**WHAT IS REQUIRED**
Would you repeat the data below exactly, taking out the images?

[THE INPUT Boundary: Start]

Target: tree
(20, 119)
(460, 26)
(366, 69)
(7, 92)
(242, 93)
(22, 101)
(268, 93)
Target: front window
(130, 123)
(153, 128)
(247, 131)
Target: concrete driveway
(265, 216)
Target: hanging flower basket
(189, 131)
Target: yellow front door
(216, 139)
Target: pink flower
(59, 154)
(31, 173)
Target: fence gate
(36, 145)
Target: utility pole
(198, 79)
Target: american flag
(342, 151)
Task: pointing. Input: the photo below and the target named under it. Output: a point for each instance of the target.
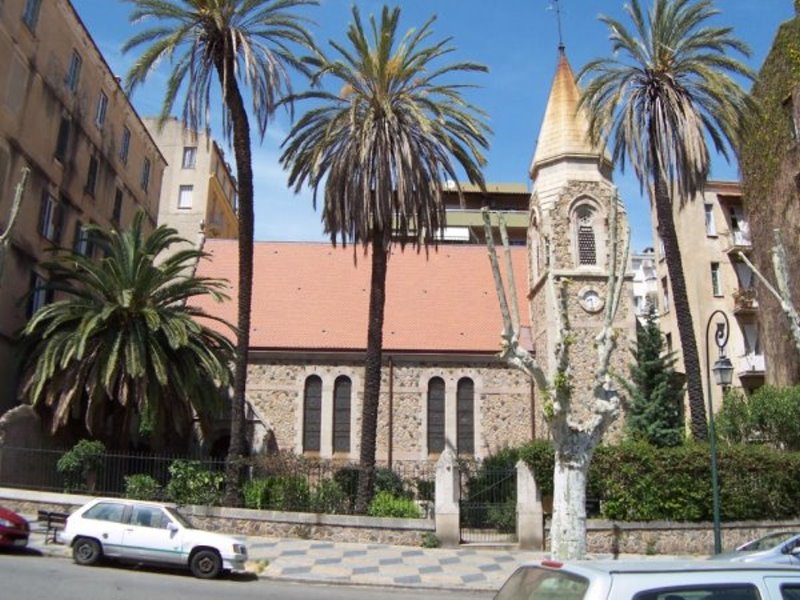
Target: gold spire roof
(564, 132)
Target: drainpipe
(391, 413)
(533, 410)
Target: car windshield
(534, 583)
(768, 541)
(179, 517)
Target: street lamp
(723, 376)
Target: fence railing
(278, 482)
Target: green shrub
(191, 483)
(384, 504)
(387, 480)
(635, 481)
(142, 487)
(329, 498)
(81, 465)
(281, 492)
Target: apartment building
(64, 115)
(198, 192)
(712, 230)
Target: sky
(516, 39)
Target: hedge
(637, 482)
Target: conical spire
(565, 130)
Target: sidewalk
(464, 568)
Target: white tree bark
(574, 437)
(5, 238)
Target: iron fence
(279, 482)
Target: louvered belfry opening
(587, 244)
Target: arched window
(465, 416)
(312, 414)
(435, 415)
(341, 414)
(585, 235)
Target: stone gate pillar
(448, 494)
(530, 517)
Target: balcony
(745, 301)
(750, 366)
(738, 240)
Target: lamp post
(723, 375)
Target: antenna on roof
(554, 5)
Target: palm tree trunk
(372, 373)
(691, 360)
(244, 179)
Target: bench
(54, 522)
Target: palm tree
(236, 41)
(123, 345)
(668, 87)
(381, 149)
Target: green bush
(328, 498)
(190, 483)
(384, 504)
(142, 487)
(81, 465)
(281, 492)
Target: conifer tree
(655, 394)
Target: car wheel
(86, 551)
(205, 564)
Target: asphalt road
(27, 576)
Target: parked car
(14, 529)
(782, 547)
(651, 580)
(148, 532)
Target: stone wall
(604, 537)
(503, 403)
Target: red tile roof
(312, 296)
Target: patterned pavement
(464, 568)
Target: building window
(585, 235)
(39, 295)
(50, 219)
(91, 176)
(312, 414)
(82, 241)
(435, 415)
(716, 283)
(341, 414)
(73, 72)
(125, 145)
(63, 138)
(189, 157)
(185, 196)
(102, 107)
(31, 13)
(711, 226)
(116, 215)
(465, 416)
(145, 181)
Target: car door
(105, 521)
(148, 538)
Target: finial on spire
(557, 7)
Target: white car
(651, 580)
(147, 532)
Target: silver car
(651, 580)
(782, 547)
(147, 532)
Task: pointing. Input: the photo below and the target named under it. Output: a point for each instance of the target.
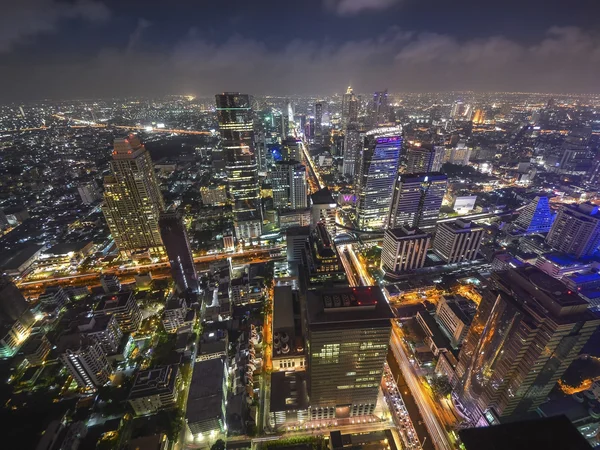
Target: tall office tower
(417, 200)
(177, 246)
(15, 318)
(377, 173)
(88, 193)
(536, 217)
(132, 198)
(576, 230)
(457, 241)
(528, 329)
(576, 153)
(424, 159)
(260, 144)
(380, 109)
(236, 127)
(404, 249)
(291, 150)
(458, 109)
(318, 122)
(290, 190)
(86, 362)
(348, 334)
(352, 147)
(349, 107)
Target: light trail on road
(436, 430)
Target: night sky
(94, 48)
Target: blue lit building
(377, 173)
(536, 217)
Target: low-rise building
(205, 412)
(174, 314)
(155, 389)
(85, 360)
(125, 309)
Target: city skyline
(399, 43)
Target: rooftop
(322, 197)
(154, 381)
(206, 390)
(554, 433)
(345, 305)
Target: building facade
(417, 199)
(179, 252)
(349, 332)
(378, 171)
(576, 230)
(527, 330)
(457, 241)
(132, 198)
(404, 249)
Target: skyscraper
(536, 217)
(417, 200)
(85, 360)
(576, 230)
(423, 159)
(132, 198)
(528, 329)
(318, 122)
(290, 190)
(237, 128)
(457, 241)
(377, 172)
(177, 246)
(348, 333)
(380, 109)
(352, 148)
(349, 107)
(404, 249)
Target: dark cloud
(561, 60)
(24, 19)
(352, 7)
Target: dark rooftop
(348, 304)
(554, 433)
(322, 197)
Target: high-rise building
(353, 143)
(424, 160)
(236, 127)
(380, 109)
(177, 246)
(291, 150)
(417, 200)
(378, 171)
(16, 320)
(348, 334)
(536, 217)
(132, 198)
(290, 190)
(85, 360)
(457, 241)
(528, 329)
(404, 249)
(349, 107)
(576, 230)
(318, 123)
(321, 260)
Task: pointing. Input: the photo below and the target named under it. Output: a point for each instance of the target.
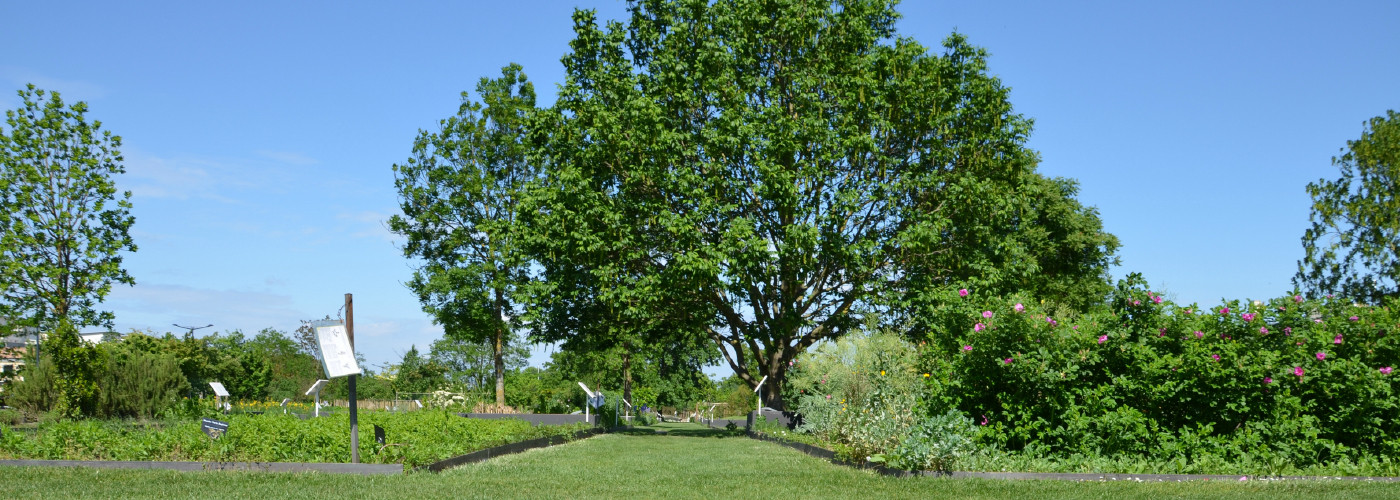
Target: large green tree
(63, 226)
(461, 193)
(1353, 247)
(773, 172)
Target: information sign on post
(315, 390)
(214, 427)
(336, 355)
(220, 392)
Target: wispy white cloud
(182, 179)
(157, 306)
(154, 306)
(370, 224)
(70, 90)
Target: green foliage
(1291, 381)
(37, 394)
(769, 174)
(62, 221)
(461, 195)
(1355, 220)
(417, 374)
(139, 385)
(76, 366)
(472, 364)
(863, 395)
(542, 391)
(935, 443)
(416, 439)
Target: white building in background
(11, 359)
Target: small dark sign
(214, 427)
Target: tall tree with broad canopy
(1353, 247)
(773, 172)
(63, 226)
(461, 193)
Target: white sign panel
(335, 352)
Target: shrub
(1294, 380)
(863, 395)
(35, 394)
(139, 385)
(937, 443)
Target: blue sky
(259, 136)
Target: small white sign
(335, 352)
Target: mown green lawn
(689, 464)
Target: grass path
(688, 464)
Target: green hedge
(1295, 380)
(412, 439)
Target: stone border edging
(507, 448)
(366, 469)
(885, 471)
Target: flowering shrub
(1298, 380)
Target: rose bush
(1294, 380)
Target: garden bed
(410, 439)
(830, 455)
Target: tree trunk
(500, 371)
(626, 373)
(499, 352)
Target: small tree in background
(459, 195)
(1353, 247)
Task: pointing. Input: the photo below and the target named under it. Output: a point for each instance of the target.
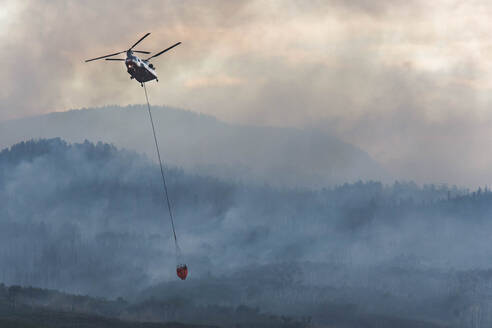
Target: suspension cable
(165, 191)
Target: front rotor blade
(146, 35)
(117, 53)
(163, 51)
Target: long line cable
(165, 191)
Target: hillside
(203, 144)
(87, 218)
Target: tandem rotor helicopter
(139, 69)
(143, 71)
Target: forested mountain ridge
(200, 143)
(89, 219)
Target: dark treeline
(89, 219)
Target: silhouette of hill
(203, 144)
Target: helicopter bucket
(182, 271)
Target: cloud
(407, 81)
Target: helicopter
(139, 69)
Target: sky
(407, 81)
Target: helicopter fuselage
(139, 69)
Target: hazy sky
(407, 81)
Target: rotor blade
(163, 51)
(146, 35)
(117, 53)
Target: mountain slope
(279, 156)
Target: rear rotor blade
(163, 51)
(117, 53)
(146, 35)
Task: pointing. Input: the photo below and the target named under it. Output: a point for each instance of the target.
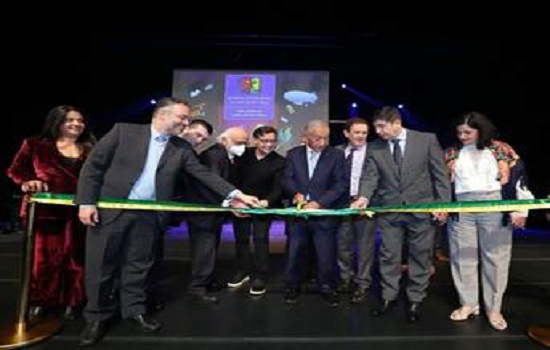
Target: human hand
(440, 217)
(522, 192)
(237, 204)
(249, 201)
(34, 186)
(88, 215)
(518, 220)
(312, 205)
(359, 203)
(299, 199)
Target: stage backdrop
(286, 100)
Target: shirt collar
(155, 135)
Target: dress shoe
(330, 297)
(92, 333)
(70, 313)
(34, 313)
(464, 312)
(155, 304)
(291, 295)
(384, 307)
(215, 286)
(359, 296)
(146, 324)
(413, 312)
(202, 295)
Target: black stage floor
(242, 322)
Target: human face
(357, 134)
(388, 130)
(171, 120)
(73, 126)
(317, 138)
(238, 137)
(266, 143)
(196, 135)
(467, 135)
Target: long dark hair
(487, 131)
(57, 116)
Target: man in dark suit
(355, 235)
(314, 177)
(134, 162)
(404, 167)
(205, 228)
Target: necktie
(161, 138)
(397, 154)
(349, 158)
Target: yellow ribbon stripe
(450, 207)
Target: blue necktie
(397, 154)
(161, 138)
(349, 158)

[THE INPUT Boundary: End]

**RESULT OF THIS TASK**
Target: tree
(20, 119)
(460, 26)
(366, 69)
(7, 92)
(242, 93)
(22, 101)
(268, 93)
Target: front window
(130, 123)
(153, 128)
(247, 131)
Target: concrete driveway
(265, 216)
Target: hanging flower basket
(189, 131)
Target: yellow front door
(216, 139)
Target: pink flower
(59, 154)
(31, 173)
Target: fence gate
(36, 145)
Target: utility pole
(198, 79)
Target: american flag
(342, 151)
Task: pointing. Input: the photo below and the target named under it. Output: a point for each instance of the target.
Target: gold spire roof
(564, 132)
Target: drainpipe
(391, 413)
(533, 410)
Target: car windshield
(534, 583)
(768, 541)
(179, 517)
Target: street lamp
(723, 376)
Target: fence railing
(278, 482)
Target: green shrub
(191, 483)
(384, 504)
(387, 480)
(635, 481)
(142, 487)
(329, 498)
(81, 465)
(281, 492)
Target: apartment building
(64, 115)
(198, 192)
(712, 230)
Target: sky
(516, 39)
Target: hedge
(637, 482)
Target: conical spire
(565, 130)
Target: sidewalk
(464, 568)
Target: white tree bark
(574, 437)
(5, 238)
Target: iron fence
(279, 482)
Target: louvered belfry opening
(587, 244)
Target: arched window
(465, 416)
(312, 414)
(435, 415)
(341, 414)
(585, 235)
Target: stone gate pillar
(448, 494)
(530, 517)
Target: balcony
(745, 301)
(750, 366)
(738, 240)
Target: lamp post
(723, 375)
Target: antenna on roof
(554, 5)
Target: palm tree trunk
(372, 373)
(691, 360)
(244, 179)
Target: bench
(54, 522)
Target: palm tree
(236, 41)
(123, 345)
(668, 87)
(381, 149)
Target: green bush
(328, 498)
(190, 483)
(384, 504)
(142, 487)
(81, 465)
(281, 492)
Target: conifer tree
(655, 394)
Target: car wheel
(86, 551)
(205, 564)
Target: asphalt road
(27, 576)
Target: parked car
(14, 529)
(782, 547)
(651, 580)
(148, 532)
Target: stone wall
(604, 537)
(503, 403)
Target: red tile roof
(312, 296)
Target: patterned pavement
(464, 568)
Target: building window
(585, 235)
(39, 295)
(50, 219)
(91, 176)
(312, 414)
(82, 241)
(435, 415)
(716, 283)
(341, 414)
(73, 72)
(125, 145)
(63, 138)
(189, 157)
(185, 196)
(102, 107)
(31, 13)
(711, 226)
(116, 215)
(465, 416)
(145, 181)
Target: car door
(105, 521)
(148, 538)
Target: finial on spire
(557, 7)
Target: white car
(651, 580)
(147, 532)
Target: silver car
(651, 580)
(782, 547)
(147, 532)
Task: pointing. Input: the photo below and the target named under it. Output: a point for each instance of the target.
Target: tall office tower
(417, 200)
(177, 246)
(15, 318)
(377, 173)
(88, 193)
(536, 217)
(132, 198)
(576, 230)
(457, 241)
(528, 329)
(576, 153)
(424, 159)
(260, 144)
(380, 109)
(236, 127)
(404, 249)
(291, 150)
(458, 109)
(318, 122)
(290, 190)
(86, 362)
(348, 334)
(352, 147)
(349, 107)
Target: light trail on road
(436, 430)
Target: night sky
(94, 48)
Target: blue lit building
(377, 173)
(536, 217)
Target: low-rise building
(205, 412)
(174, 314)
(155, 389)
(85, 360)
(125, 309)
Target: city skyline
(399, 43)
Target: rooftop
(322, 197)
(154, 381)
(206, 390)
(554, 433)
(345, 305)
Target: building facade
(417, 199)
(179, 252)
(349, 332)
(378, 171)
(576, 230)
(527, 330)
(457, 241)
(132, 198)
(404, 249)
Target: skyscraper
(536, 217)
(417, 200)
(85, 360)
(576, 230)
(423, 159)
(132, 198)
(528, 329)
(318, 122)
(290, 190)
(237, 128)
(457, 241)
(377, 172)
(177, 246)
(348, 333)
(380, 109)
(352, 148)
(349, 107)
(404, 249)
Target: dark cloud
(561, 60)
(24, 19)
(352, 7)
Target: dark rooftop
(348, 304)
(554, 433)
(322, 197)
Target: high-rise building
(353, 143)
(424, 160)
(236, 127)
(380, 109)
(177, 246)
(291, 150)
(417, 200)
(378, 171)
(16, 320)
(348, 334)
(536, 217)
(132, 198)
(290, 190)
(85, 360)
(457, 241)
(528, 329)
(404, 249)
(349, 107)
(576, 230)
(318, 123)
(321, 260)
Task: pointing. Input: the photo below and the target named under it. Output: a point for each instance of the target.
Target: large green tree
(63, 226)
(461, 193)
(1353, 247)
(773, 172)
Target: information sign on post
(315, 390)
(214, 427)
(336, 355)
(220, 392)
Target: wispy white cloud
(182, 179)
(157, 306)
(154, 306)
(370, 224)
(70, 90)
Target: green foliage
(1291, 381)
(37, 394)
(769, 174)
(62, 221)
(461, 195)
(1355, 220)
(417, 374)
(139, 385)
(76, 366)
(472, 364)
(863, 395)
(542, 391)
(935, 443)
(416, 439)
Target: white building in background
(11, 359)
Target: small dark sign
(214, 427)
Target: tall tree with broad canopy
(1353, 247)
(773, 172)
(63, 226)
(461, 193)
Target: white sign panel
(335, 352)
Target: shrub
(1294, 380)
(863, 395)
(35, 394)
(139, 385)
(937, 443)
Target: blue sky
(259, 136)
Target: small white sign
(335, 352)
Target: mown green lawn
(689, 464)
Target: grass path
(688, 464)
Target: green hedge
(1295, 380)
(412, 439)
Target: stone border edging
(507, 448)
(366, 469)
(885, 471)
Target: flowering shrub
(1298, 380)
Target: rose bush
(1294, 380)
Target: garden bed
(410, 439)
(830, 455)
Target: tree trunk
(500, 371)
(626, 373)
(499, 352)
Target: small tree in background
(459, 195)
(1353, 247)
Task: pointing. Input: the photo below and the target named under it. Output: a point for each instance of the target.
Target: suspension cable
(165, 191)
Target: front rotor blade
(146, 35)
(117, 53)
(163, 51)
Target: long line cable
(165, 191)
Target: hillside
(203, 144)
(87, 218)
Target: tandem rotor helicopter
(139, 69)
(143, 71)
Target: forested mountain ridge
(200, 143)
(89, 219)
Target: dark treeline
(89, 219)
Target: silhouette of hill
(203, 144)
Target: helicopter bucket
(182, 271)
Target: cloud
(407, 81)
Target: helicopter
(139, 69)
Target: sky
(407, 81)
Target: helicopter fuselage
(139, 69)
Target: hazy sky
(407, 81)
Target: rotor blade
(163, 51)
(146, 35)
(117, 53)
Target: mountain slope
(279, 156)
Target: rear rotor blade
(163, 51)
(117, 53)
(146, 35)
Task: pointing. Input: the photo below and the target named under it. Output: a point for each instance of the target.
Target: human hand
(440, 217)
(522, 192)
(237, 204)
(249, 201)
(34, 186)
(88, 215)
(518, 220)
(312, 205)
(359, 203)
(299, 199)
Target: stage backdrop
(286, 100)
Target: shirt collar
(155, 135)
Target: dress shoe
(330, 297)
(92, 333)
(70, 313)
(34, 313)
(464, 312)
(155, 304)
(291, 295)
(384, 307)
(215, 286)
(359, 296)
(146, 324)
(413, 312)
(202, 295)
Target: black stage floor
(242, 322)
Target: human face
(357, 134)
(388, 130)
(171, 120)
(73, 126)
(317, 138)
(238, 137)
(266, 143)
(196, 135)
(467, 135)
Target: long dark hair
(487, 131)
(57, 116)
Target: man in dark suit
(355, 235)
(314, 177)
(134, 162)
(404, 167)
(205, 228)
Target: necktie
(161, 138)
(397, 154)
(349, 158)
Target: yellow ribbon stripe
(450, 207)
Target: blue necktie
(397, 154)
(161, 138)
(349, 158)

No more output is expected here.